# Task to complete:
Locate each line in the records below that contains the word "blue", and copy those lines. Case counts.

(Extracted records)
%%

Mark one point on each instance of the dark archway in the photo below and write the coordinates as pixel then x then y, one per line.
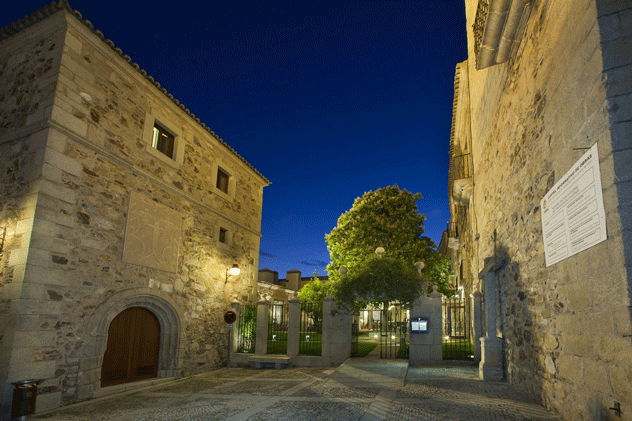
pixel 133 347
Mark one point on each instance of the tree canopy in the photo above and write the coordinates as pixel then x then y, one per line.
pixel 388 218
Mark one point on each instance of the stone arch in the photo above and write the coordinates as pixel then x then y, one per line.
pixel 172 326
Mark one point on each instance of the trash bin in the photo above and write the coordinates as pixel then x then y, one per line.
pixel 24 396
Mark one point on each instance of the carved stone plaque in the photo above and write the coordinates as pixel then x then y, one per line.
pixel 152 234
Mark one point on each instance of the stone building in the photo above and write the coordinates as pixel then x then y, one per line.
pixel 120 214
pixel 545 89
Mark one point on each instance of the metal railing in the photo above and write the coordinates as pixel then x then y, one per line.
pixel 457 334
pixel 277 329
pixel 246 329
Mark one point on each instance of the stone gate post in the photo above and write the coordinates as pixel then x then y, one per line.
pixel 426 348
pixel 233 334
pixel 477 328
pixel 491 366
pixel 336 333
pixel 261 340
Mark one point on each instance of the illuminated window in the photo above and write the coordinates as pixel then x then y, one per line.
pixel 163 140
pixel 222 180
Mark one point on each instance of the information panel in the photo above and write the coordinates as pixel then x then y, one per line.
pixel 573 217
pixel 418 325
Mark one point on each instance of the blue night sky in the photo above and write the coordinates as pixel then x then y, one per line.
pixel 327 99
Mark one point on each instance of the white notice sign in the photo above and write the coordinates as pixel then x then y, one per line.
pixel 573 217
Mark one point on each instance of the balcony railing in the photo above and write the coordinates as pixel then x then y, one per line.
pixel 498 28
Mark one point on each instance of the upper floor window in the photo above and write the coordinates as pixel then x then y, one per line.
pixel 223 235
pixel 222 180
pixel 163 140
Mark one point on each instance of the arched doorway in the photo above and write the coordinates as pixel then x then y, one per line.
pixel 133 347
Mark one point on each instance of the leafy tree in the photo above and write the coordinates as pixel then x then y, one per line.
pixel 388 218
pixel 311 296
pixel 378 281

%%
%%

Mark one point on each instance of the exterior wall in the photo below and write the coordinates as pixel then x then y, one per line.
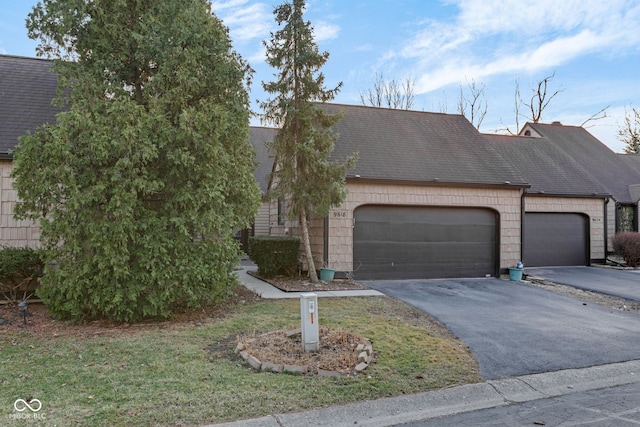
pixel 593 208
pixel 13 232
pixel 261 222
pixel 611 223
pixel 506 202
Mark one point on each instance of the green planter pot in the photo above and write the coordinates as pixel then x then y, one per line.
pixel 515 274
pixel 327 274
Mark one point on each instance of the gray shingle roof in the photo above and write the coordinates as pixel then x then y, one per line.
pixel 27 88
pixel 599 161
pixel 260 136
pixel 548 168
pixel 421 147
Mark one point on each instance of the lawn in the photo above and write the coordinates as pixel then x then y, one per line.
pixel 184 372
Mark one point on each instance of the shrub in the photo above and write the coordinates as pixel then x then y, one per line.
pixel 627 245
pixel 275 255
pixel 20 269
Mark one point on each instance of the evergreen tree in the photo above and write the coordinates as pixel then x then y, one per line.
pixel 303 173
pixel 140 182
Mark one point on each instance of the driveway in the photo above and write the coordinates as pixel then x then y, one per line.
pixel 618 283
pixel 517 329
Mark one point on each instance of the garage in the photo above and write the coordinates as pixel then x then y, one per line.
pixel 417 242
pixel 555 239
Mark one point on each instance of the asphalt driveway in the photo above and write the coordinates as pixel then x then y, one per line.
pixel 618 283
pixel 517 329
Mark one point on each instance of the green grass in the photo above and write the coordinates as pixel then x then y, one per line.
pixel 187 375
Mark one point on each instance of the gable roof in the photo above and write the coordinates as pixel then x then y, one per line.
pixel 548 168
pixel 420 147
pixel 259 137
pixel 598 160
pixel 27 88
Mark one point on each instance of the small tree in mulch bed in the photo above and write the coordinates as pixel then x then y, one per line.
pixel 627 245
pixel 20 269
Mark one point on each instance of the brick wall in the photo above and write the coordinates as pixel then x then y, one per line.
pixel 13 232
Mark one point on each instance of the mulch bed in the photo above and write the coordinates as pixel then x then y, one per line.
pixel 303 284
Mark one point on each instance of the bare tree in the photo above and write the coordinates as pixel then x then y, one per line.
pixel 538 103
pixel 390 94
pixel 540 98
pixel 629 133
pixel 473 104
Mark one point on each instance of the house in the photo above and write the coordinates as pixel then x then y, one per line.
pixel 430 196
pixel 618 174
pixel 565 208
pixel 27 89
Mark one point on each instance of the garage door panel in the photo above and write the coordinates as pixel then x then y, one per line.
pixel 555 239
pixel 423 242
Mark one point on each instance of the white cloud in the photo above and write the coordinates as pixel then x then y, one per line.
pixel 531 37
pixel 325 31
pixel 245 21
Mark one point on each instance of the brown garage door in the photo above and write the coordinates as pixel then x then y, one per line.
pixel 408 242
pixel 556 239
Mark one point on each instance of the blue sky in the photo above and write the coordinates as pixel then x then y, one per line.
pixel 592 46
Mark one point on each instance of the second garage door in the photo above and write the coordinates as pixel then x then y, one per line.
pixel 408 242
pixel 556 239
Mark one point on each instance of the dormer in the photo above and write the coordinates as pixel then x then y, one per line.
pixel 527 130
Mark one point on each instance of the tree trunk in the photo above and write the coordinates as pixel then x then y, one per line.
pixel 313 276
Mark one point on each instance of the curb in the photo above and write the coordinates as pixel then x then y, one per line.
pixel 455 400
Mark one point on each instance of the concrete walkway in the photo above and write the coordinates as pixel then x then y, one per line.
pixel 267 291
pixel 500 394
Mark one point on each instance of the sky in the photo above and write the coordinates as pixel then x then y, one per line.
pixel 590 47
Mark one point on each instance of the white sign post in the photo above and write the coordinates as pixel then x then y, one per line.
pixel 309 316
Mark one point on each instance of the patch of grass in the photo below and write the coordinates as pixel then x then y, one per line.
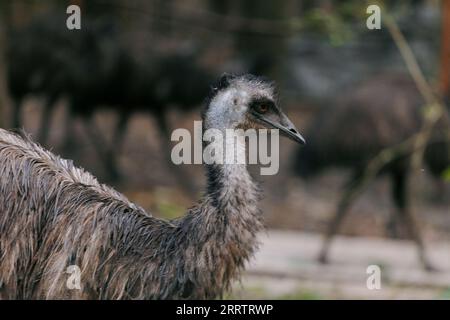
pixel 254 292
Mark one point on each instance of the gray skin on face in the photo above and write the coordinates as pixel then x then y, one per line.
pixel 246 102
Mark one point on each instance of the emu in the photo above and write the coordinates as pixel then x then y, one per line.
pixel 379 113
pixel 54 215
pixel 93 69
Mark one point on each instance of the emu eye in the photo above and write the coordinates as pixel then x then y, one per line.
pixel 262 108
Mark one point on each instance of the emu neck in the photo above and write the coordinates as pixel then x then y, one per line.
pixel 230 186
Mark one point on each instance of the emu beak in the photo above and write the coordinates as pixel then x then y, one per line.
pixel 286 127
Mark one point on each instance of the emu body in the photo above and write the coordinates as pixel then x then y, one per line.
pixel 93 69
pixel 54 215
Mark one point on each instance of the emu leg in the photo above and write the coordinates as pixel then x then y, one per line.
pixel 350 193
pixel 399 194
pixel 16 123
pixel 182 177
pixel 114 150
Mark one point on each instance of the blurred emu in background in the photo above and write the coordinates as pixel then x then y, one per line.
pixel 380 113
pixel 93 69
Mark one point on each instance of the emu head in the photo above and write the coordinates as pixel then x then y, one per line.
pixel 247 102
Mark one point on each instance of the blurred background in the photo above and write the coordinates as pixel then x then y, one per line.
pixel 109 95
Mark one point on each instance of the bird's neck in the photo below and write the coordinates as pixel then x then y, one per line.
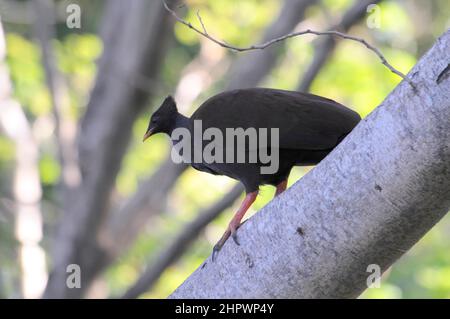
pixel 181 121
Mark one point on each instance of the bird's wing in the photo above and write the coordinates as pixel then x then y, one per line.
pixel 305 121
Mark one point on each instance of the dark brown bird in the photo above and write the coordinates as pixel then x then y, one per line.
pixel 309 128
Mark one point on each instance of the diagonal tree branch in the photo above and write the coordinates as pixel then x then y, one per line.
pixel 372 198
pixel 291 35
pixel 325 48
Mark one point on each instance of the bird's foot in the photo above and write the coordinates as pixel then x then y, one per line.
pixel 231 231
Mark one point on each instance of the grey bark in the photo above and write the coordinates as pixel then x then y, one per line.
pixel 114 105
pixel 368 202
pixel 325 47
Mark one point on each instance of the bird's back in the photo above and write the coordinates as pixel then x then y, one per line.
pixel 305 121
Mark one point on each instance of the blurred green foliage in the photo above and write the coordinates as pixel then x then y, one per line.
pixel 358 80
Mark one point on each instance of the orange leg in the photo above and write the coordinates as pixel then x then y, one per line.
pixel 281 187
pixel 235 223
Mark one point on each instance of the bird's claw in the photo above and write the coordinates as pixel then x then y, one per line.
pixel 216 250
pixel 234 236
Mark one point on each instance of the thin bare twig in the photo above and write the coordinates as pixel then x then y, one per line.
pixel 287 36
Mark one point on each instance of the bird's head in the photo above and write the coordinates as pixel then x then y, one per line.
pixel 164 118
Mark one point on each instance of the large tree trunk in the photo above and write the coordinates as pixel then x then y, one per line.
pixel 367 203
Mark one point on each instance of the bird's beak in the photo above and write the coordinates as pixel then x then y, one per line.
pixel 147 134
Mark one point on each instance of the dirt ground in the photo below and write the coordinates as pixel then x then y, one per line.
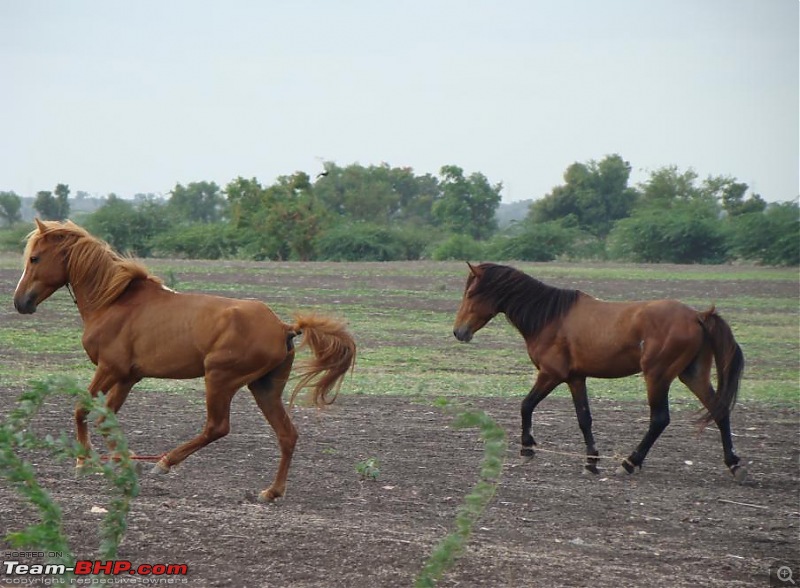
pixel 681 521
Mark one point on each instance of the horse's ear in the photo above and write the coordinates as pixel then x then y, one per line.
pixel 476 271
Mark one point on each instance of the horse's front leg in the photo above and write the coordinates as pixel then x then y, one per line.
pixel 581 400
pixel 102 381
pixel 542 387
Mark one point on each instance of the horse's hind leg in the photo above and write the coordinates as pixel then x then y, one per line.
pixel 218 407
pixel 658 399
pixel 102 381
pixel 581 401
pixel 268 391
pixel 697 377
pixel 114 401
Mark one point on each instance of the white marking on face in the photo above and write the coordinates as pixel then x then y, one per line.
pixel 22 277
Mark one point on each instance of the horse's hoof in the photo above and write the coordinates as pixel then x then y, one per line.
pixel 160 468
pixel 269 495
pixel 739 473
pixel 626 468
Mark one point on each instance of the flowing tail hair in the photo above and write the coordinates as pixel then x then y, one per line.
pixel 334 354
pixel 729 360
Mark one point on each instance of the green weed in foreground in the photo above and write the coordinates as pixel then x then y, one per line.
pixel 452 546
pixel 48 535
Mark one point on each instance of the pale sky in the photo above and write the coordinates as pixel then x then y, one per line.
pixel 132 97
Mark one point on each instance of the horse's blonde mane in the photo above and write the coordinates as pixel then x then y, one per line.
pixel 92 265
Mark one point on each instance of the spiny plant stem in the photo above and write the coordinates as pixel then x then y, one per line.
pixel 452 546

%%

# Response for this exercise:
Mark one point on each instance of the blue night sky in the photo above and write the coordinates as pixel then x then y, one per line.
Mark one point on each instance of the blue sky in the photo above and write the coordinates as pixel then x then y, one per line.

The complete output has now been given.